Document passage:
Through the Looking-Glass

Through the Looking-Glass

First edition cover of Through the Looking-Glass
Author Lewis Carroll
Illustrator John Tenniel
Country United Kingdom
Language English
Genre Children's fiction
Publisher Macmillan
Publication date
1871
Preceded by Alice's Adventures in Wonderland

Through the Looking-Glass, and What Alice Found There (1871) is a novel by Lewis Carroll (Charles Lutwidge Dodgson), the sequel to Alice's Adventures in Wonderland (1865). Set some six months later than the earlier book, Alice again enters a fantastical world, this time by climbing through a mirror into the world that she can see beyond it. Through the Looking-Glass includes such celebrated verses as "Jabberwocky" and "The Walrus and the Carpenter", and the episode involving Tweedledum and Tweedledee. The mirror which inspired Carroll remains displayed in Charlton Kings.

Plot summary

Alice entering the Looking Glass. Illustration by Sir John Tenniel

Chapter One – Looking-Glass House: Alice is playing with a white kitten (whom she calls "Snowdrop") and a black kitten (whom she calls "Kitty")—the offspring of Dinah, Alice's cat in Alice's Adventures in Wonderland—when she ponders what the world is like on the other side of a mirror's reflection. Climbing up on the fireplace mantel, she pokes at the wall-hung mirror behind the fireplace and discovers, to her surprise, that she is able to step through it to an alternative world. In this reflected version of her own house, she finds a book with looking-glass poetry, "Jabberwocky", whose reversed printing she can read only by holding it up to the mirror. She also observes that the chess pieces have come to life, though they remain small enough for her to pick up.

Stored rows:
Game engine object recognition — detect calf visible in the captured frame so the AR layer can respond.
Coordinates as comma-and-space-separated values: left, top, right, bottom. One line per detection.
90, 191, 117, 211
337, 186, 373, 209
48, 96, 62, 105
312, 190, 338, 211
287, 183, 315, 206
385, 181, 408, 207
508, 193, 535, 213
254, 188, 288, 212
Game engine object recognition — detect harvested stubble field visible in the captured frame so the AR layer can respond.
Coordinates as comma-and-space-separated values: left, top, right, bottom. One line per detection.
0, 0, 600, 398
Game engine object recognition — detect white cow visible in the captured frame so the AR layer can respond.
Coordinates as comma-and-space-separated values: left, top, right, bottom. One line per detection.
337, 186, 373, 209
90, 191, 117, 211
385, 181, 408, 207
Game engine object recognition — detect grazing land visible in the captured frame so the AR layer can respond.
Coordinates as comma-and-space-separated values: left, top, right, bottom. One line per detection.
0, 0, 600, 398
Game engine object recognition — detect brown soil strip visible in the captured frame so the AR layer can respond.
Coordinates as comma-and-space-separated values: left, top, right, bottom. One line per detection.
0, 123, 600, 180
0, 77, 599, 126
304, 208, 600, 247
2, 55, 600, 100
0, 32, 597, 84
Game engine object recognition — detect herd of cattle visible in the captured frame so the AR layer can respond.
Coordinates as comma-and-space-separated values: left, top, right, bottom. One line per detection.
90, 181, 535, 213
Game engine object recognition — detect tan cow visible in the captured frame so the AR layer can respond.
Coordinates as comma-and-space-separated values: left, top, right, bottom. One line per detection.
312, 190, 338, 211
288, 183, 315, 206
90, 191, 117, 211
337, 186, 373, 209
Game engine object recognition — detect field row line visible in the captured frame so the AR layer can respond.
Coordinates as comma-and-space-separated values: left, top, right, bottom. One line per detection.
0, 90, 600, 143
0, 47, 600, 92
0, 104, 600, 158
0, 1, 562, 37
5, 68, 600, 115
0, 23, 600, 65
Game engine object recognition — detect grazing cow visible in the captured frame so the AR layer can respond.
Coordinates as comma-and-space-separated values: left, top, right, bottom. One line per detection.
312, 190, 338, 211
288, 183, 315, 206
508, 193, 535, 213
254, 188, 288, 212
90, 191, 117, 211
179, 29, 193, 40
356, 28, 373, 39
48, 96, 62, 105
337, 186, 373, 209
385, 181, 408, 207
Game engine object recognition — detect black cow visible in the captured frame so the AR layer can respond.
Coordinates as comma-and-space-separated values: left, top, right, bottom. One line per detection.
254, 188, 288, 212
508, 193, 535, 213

* * *

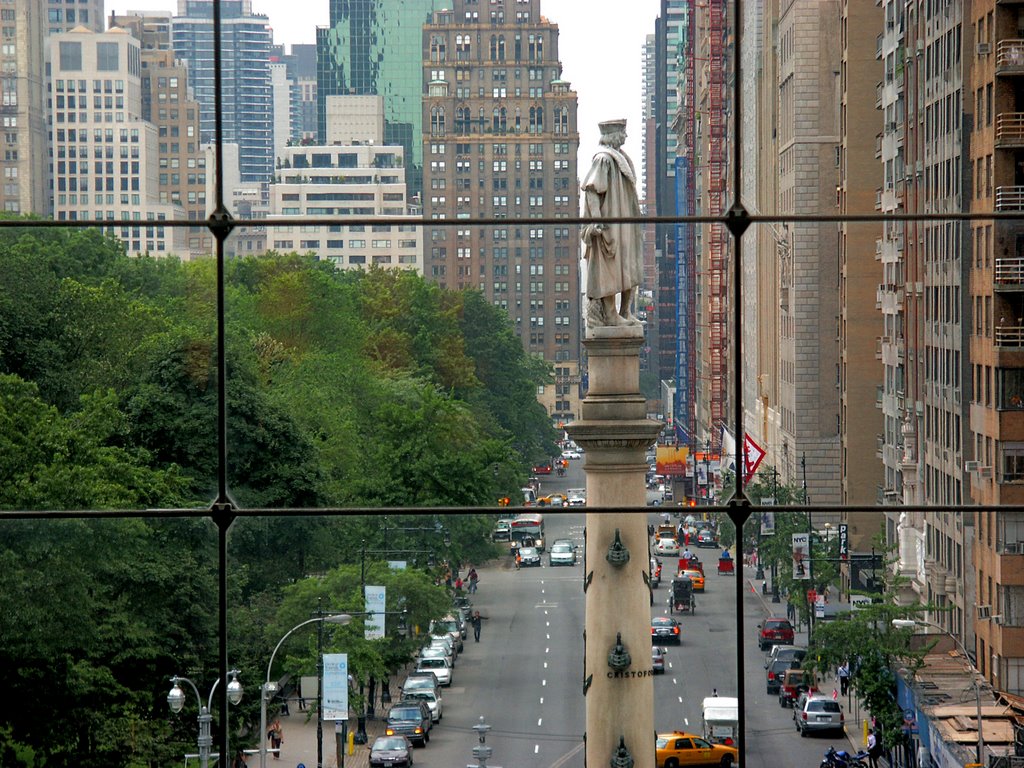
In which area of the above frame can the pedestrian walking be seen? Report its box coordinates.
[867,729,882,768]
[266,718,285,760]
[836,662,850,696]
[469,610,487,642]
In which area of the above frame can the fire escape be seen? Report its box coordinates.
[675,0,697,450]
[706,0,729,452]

Exercise prompt:
Reproduce the Through the Looking-Glass page above word for word, from its first line to its last.

Written solution:
Through the Looking-Glass

Through the Looking-Glass

First edition cover of Through the Looking-Glass
Author Lewis Carroll
Illustrator John Tenniel
Country United Kingdom
Language English
Genre Children's fiction
Publisher Macmillan
Publication date
1871
Preceded by Alice's Adventures in Wonderland

Through the Looking-Glass, and What Alice Found There (1871) is a novel by Lewis Carroll (Charles Lutwidge Dodgson), the sequel to Alice's Adventures in Wonderland (1865). Set some six months later than the earlier book, Alice again enters a fantastical world, this time by climbing through a mirror into the world that she can see beyond it. Through the Looking-Glass includes such celebrated verses as "Jabberwocky" and "The Walrus and the Carpenter", and the episode involving Tweedledum and Tweedledee. The mirror which inspired Carroll remains displayed in Charlton Kings.

Plot summary

Alice entering the Looking Glass. Illustration by Sir John Tenniel

Chapter One – Looking-Glass House: Alice is playing with a white kitten (whom she calls "Snowdrop") and a black kitten (whom she calls "Kitty")—the offspring of Dinah, Alice's cat in Alice's Adventures in Wonderland—when she ponders what the world is like on the other side of a mirror's reflection. Climbing up on the fireplace mantel, she pokes at the wall-hung mirror behind the fireplace and discovers, to her surprise, that she is able to step through it to an alternative world. In this reflected version of her own house, she finds a book with looking-glass poetry, "Jabberwocky", whose reversed printing she can read only by holding it up to the mirror. She also observes that the chess pieces have come to life, though they remain small enough for her to pick up.